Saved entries
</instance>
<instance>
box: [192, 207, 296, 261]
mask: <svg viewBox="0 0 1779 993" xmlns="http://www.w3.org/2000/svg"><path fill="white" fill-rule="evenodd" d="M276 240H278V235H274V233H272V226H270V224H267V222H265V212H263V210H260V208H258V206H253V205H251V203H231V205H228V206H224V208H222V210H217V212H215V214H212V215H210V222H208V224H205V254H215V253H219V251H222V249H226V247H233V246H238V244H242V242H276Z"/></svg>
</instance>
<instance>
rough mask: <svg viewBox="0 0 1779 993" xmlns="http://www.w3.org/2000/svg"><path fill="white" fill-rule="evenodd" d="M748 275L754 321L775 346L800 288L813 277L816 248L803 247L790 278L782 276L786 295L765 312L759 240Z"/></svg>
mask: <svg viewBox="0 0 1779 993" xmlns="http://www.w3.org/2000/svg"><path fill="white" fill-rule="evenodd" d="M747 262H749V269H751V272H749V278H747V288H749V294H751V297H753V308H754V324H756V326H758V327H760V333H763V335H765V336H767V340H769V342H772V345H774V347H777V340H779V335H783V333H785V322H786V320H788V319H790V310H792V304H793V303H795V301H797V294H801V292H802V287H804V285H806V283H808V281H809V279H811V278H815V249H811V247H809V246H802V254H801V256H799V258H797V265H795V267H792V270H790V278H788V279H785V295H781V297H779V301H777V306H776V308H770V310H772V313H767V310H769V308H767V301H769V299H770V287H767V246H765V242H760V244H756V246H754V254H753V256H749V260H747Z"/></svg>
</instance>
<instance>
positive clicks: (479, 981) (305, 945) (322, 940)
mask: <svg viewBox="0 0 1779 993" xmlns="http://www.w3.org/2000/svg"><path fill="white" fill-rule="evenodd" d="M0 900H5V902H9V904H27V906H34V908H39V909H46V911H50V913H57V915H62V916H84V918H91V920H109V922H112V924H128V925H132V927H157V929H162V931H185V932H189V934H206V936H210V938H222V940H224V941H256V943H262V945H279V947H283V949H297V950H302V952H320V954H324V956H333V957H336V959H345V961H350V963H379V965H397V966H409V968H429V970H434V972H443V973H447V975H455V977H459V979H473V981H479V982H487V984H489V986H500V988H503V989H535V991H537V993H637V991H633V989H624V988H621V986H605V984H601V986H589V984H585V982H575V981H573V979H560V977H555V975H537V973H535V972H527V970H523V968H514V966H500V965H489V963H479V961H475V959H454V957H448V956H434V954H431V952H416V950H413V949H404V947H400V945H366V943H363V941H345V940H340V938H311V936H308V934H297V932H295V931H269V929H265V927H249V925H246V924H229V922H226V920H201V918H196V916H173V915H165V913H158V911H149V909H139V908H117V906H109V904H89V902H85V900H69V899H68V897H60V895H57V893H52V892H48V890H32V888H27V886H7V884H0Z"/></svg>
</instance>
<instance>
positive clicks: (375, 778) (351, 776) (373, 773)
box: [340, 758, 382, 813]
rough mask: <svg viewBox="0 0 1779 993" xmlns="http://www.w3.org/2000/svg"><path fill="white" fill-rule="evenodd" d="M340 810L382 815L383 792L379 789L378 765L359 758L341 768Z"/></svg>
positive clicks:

**What you should do:** Produce the records once again, exactly as they stand above.

**Task output:**
</instance>
<instance>
box: [192, 207, 296, 261]
mask: <svg viewBox="0 0 1779 993" xmlns="http://www.w3.org/2000/svg"><path fill="white" fill-rule="evenodd" d="M276 240H278V235H274V233H272V226H270V224H267V222H265V212H263V210H260V208H258V206H253V205H251V203H231V205H228V206H224V208H222V210H217V212H215V214H212V215H210V222H208V224H205V254H215V253H219V251H222V249H226V247H233V246H238V244H242V242H276Z"/></svg>
</instance>
<instance>
rough mask: <svg viewBox="0 0 1779 993" xmlns="http://www.w3.org/2000/svg"><path fill="white" fill-rule="evenodd" d="M748 275L754 321L775 346L800 288L813 277L816 248L803 247L790 278L782 276L786 295L765 312L759 240Z"/></svg>
mask: <svg viewBox="0 0 1779 993" xmlns="http://www.w3.org/2000/svg"><path fill="white" fill-rule="evenodd" d="M747 262H749V269H751V272H749V278H747V288H749V294H751V297H753V308H754V324H756V326H758V327H760V333H763V335H765V336H767V340H769V342H772V345H774V347H777V340H779V335H783V333H785V322H786V320H788V319H790V310H792V304H793V303H795V301H797V294H801V292H802V287H804V285H806V283H808V281H809V279H811V278H815V249H811V247H809V246H802V254H801V256H799V258H797V265H795V267H792V270H790V278H788V279H785V295H781V297H779V301H777V306H776V308H770V310H772V313H767V310H769V308H767V301H769V299H770V287H767V246H765V242H760V244H756V246H754V254H753V256H749V260H747Z"/></svg>
</instance>
<instance>
positive clicks: (479, 981) (305, 945) (322, 940)
mask: <svg viewBox="0 0 1779 993" xmlns="http://www.w3.org/2000/svg"><path fill="white" fill-rule="evenodd" d="M0 900H5V902H9V904H27V906H34V908H39V909H46V911H50V913H57V915H62V916H84V918H91V920H109V922H112V924H128V925H132V927H157V929H162V931H185V932H189V934H206V936H210V938H222V940H224V941H256V943H262V945H279V947H283V949H297V950H302V952H320V954H324V956H333V957H336V959H345V961H350V963H379V965H397V966H409V968H429V970H434V972H443V973H447V975H455V977H459V979H473V981H479V982H487V984H489V986H500V988H503V989H535V991H537V993H637V991H633V989H624V988H621V986H605V984H601V986H589V984H585V982H575V981H573V979H560V977H555V975H537V973H535V972H527V970H523V968H514V966H500V965H489V963H479V961H475V959H454V957H448V956H434V954H431V952H416V950H413V949H404V947H400V945H366V943H363V941H345V940H340V938H311V936H308V934H297V932H295V931H269V929H265V927H249V925H246V924H229V922H226V920H201V918H196V916H173V915H165V913H158V911H149V909H139V908H117V906H109V904H89V902H85V900H69V899H68V897H60V895H57V893H52V892H48V890H32V888H27V886H7V884H0Z"/></svg>
</instance>
<instance>
positive clicks: (375, 778) (351, 776) (373, 773)
box: [340, 758, 382, 813]
rough mask: <svg viewBox="0 0 1779 993" xmlns="http://www.w3.org/2000/svg"><path fill="white" fill-rule="evenodd" d="M340 810L382 815L383 792L379 789L378 765L359 758L341 768Z"/></svg>
positive clicks:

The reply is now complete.